* **TAREFA PROPOSTA**:
Com base na introdução abaixo, responda:
1. Que atitude Hume adota perante a indução?
2. De quem é a proposta de exaltação da indução como método adequado às ciências da natureza?
3. Que método será usado na realização do artigo?
---------- BLOCO DE TEXTO
INTRODUÇÃO


 
O artigo tem como tema  A indução em David Hume. Este facto é devido à grande relevância que a indução tem tanto nas ciências da natureza, assim como na filosofia – em especial na filosofia das ciências e filosofia da natureza – em que a indução é imprescindível para a pesquisa objectiva dos factos, pois ela é o princípio que dirige todos os demais processos da observação, quantificação, enumeração, mensuração e análise, na medida em que dirige suas atenções, primeiro, para os dados particulares, para prosseguir, posteriormente, para conclusões mais gerais – este é o processo que é feito nas ciências.

 
Sendo de capital importância para as ciências, decidimos estudar a indução especificamente no pensamento de David Hume, pois este filósofo apresenta uma postura que não é de aceitação ou de total aceitação perante a indução, mas sim uma atitude crítica e cética em relação a ela. Duvidar da existência da indução, ou pelo menos duvidar de seus fundamentos ou de sua validade, é algo que deve ser avaliado e tomado em consideração por todos aqueles que pretendem fazer um estudo sobre as ciências. É neste sentido que nossa pesquisa se mostra relevante, na medida em que aborda um dos pensamentos mais controversos em relação a um dos fundamentos e métodos da ciência: a indução.

 
Nosso problema reside na legitimidade dos argumentos por indução, e pode ser colocado da seguinte maneira: em que condições se pode pensar na necessidade da conexão causa-efeito se abordarmos isoladamente a causa do efeito?
 
 
Pretendemos reflectir sobre a crítica de Hume em relação a indução. E, de modo específico, apresentar a proposta de Bacon de exaltação da indução como método adequado às ciências da natureza; explicar o empirismo de Hume em relação a distinção entre impressões e ideias; e, analisar a crítica de Hume referente a indução.

 
Para a realização do artigo usaremos o método bibliográfico, que consiste na recolha e exame de obras científicas referentes ao tema. O método é suportado pelas técnicas de hermenêutica e de comparação, que consistem, respectivamente, na interpretação e compreensão dos conteúdos referentes ao tema e na analogia dos mesmos textos.
--------------------
---------- DADOS EXTRAÍDOS
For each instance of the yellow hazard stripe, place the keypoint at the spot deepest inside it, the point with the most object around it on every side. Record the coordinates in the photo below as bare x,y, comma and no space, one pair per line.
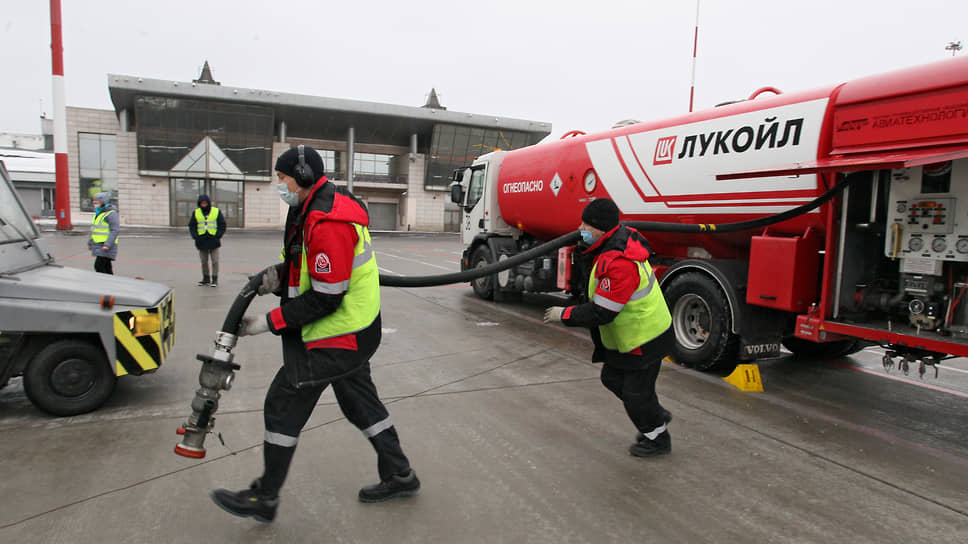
134,348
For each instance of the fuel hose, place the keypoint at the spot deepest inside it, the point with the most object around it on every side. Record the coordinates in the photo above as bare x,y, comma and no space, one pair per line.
573,237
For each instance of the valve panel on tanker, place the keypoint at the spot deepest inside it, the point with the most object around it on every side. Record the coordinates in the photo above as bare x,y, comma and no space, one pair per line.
928,214
921,274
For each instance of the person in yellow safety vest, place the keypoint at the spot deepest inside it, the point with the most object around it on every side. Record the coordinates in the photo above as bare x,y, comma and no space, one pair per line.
629,320
105,226
329,323
207,225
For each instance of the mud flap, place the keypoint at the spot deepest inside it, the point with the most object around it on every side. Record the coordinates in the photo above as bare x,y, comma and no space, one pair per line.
760,332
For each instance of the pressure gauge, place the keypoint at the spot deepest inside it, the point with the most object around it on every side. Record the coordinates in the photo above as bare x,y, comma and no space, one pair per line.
590,181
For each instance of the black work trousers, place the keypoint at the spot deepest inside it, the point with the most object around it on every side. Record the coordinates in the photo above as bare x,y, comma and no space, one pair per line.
287,409
636,389
103,265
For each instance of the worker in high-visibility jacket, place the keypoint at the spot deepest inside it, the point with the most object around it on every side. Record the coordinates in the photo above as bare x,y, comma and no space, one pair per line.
207,225
629,320
105,227
329,322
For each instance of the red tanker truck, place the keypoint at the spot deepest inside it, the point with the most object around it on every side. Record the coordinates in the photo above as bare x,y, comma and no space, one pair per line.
885,261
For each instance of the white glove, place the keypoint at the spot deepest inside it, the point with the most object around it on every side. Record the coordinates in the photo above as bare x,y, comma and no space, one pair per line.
251,326
270,281
554,314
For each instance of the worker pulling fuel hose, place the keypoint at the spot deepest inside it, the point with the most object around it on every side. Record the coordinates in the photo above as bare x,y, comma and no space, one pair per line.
218,370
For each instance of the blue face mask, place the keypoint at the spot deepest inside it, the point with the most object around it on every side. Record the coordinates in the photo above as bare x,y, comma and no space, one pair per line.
287,196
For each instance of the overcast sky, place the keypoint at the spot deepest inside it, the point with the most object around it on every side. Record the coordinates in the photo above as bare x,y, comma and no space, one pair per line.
576,64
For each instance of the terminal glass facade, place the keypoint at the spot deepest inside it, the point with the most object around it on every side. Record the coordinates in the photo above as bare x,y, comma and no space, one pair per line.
98,159
168,128
453,146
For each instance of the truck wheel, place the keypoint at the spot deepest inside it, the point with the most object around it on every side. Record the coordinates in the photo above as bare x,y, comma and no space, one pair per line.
483,286
69,377
821,350
701,320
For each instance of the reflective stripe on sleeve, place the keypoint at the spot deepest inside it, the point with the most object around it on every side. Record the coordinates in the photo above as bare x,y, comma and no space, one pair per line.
377,427
283,440
608,304
330,288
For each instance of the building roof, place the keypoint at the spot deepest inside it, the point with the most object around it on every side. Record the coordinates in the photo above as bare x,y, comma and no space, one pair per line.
323,117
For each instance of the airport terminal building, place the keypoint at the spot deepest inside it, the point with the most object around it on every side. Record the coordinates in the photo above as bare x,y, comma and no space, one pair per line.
166,142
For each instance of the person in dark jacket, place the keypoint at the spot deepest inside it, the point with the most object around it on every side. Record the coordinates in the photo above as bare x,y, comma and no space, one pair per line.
105,226
629,320
329,323
207,225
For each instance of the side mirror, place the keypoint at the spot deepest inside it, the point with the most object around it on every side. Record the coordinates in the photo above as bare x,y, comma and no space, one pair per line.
457,193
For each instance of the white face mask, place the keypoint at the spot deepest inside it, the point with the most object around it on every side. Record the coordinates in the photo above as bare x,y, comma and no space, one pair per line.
287,196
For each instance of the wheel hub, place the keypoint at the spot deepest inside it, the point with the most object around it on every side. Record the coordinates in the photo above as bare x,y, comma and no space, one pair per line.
72,377
691,319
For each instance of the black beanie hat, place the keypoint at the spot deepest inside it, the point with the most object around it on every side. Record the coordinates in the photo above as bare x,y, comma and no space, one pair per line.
286,163
601,213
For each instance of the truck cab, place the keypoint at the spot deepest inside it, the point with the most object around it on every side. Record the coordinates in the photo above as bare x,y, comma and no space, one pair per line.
69,332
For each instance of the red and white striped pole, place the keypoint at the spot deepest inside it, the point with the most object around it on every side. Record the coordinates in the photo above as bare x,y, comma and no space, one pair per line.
695,43
62,195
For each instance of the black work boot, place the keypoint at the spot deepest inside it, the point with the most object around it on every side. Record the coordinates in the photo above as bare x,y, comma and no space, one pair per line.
247,503
650,448
666,418
396,486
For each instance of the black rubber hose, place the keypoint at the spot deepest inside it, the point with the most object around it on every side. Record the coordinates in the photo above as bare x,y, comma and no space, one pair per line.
652,226
234,318
572,238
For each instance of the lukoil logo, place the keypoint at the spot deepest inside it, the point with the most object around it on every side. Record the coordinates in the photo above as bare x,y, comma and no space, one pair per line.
664,149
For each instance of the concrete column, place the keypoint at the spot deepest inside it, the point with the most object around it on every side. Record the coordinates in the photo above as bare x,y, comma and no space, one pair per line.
350,140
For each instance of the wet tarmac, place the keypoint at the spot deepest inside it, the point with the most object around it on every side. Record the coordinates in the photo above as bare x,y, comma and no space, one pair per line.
505,421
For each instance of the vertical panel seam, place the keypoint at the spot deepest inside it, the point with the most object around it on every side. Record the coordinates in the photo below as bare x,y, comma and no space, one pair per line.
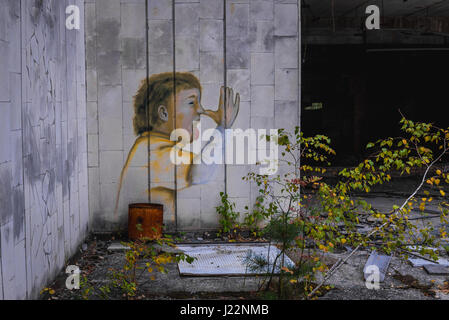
175,106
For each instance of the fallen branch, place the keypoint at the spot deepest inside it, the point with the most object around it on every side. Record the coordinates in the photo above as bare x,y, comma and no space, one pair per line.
331,272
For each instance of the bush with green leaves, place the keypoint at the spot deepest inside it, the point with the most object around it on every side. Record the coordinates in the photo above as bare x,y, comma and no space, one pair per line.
312,217
228,215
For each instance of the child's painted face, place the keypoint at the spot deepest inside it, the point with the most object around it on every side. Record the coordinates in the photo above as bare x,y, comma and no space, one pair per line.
188,110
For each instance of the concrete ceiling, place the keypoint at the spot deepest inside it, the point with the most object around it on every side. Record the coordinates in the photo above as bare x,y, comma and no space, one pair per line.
396,8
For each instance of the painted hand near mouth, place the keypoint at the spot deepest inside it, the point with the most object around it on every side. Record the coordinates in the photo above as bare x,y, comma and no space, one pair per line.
228,108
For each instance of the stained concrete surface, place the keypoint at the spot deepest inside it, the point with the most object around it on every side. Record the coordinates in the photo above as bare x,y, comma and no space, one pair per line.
402,281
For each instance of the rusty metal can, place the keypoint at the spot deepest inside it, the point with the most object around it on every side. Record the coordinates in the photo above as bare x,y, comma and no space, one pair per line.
--------------------
* **RESULTADO FINAL**:
1. Uma atitude crítica e cética.
2. De Bacon.
3. O método bibliográfico.